(Records contained in a dataset)
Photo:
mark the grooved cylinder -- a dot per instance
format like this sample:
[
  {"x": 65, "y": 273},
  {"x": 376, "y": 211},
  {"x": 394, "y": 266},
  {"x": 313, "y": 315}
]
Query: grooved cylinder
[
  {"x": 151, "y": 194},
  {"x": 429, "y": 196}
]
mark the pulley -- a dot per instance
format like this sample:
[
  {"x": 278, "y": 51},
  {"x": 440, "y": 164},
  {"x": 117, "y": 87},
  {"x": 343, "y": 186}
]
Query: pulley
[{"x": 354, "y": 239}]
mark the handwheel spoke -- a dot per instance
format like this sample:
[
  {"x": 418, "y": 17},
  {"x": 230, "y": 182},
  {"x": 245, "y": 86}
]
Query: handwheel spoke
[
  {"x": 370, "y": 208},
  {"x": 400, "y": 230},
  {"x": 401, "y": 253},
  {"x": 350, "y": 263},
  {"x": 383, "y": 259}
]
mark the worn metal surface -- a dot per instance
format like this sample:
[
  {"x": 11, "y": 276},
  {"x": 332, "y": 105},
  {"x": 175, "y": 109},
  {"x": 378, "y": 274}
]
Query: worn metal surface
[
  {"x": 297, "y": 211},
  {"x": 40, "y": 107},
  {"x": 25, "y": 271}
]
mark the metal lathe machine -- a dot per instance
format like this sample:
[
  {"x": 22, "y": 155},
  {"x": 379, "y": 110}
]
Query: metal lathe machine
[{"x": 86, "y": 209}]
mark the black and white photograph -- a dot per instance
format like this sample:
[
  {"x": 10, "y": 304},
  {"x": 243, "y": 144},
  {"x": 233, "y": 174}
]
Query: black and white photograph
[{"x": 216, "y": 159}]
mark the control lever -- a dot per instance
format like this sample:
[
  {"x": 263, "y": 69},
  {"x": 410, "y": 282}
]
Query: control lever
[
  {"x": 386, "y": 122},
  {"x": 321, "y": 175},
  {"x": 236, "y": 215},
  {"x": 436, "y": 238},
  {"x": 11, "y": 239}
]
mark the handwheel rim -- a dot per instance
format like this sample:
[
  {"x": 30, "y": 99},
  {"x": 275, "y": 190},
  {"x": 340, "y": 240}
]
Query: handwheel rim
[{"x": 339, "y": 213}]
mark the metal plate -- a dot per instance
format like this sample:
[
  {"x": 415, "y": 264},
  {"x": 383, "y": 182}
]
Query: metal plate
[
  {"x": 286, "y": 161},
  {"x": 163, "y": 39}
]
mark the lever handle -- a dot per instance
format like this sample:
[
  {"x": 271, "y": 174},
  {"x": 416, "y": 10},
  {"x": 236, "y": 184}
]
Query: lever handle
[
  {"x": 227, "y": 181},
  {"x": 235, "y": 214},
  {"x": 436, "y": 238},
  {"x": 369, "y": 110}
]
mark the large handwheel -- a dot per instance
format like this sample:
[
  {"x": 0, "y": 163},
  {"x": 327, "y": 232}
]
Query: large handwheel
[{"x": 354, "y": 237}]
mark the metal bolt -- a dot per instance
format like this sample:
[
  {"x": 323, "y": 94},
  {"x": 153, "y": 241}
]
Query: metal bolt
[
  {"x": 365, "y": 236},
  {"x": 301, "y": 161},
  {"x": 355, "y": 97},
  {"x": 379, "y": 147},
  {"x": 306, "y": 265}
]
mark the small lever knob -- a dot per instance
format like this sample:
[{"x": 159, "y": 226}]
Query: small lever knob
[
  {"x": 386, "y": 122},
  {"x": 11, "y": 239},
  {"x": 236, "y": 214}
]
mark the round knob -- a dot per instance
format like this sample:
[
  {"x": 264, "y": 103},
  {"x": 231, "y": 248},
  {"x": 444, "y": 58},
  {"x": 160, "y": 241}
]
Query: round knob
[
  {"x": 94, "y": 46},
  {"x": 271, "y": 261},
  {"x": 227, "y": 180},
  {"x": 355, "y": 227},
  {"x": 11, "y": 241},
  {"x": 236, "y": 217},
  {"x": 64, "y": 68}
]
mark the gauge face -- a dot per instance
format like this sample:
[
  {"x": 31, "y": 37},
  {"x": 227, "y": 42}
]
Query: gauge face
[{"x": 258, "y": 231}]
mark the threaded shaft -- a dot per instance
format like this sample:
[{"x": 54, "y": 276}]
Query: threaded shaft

◆ YOUR ASSIGNMENT: Only the lines above from the one with "Query: black and white photograph" up to and including the one with "mark the threaded shaft -- a dot per instance" should be repeated, exactly as written.

◆ OUTPUT BELOW:
Query: black and white photograph
[{"x": 216, "y": 159}]
mark the control lever -- a dot per instance
format like this sample:
[
  {"x": 263, "y": 69},
  {"x": 410, "y": 282}
]
Query: control lever
[
  {"x": 386, "y": 122},
  {"x": 321, "y": 175},
  {"x": 236, "y": 215},
  {"x": 436, "y": 238},
  {"x": 11, "y": 239}
]
mark the handwheel rim -- a dot per instance
format like this sample:
[
  {"x": 30, "y": 99},
  {"x": 275, "y": 190},
  {"x": 340, "y": 240}
]
Query: handwheel rim
[{"x": 339, "y": 213}]
mark the metal plate -- a dot per instance
format like this sample:
[
  {"x": 415, "y": 264},
  {"x": 383, "y": 182}
]
Query: metal plate
[
  {"x": 286, "y": 161},
  {"x": 163, "y": 39}
]
mark the lever handle -- a dot per instance
format like this sample:
[
  {"x": 271, "y": 174},
  {"x": 416, "y": 10},
  {"x": 236, "y": 184}
]
Query: lever handle
[
  {"x": 227, "y": 181},
  {"x": 235, "y": 214},
  {"x": 436, "y": 238},
  {"x": 369, "y": 110}
]
mark the large handwheel -- a dot per instance
format like this sample:
[
  {"x": 0, "y": 163},
  {"x": 327, "y": 232}
]
Query: large handwheel
[{"x": 354, "y": 237}]
mark the metal bolt -- a dot per instance
format like this sample:
[
  {"x": 323, "y": 94},
  {"x": 153, "y": 241}
]
Query: metal bolt
[
  {"x": 365, "y": 236},
  {"x": 301, "y": 161},
  {"x": 355, "y": 97},
  {"x": 379, "y": 147},
  {"x": 306, "y": 265}
]
mark the small lever knob -- a dot per instance
format like this sample:
[{"x": 159, "y": 226}]
Query: small lever knob
[
  {"x": 386, "y": 122},
  {"x": 11, "y": 239},
  {"x": 236, "y": 214}
]
mark the round knob -- a dot per instance
format like this sample:
[
  {"x": 264, "y": 103},
  {"x": 231, "y": 248},
  {"x": 444, "y": 58},
  {"x": 160, "y": 241}
]
Query: round knob
[
  {"x": 94, "y": 46},
  {"x": 271, "y": 261},
  {"x": 227, "y": 180},
  {"x": 355, "y": 227},
  {"x": 11, "y": 241},
  {"x": 236, "y": 217},
  {"x": 64, "y": 68}
]
mark the gauge face -- a dot per instance
format like this sample:
[
  {"x": 31, "y": 37},
  {"x": 227, "y": 42}
]
Query: gauge face
[{"x": 258, "y": 231}]
mark the threaded shaft -- a dot per instance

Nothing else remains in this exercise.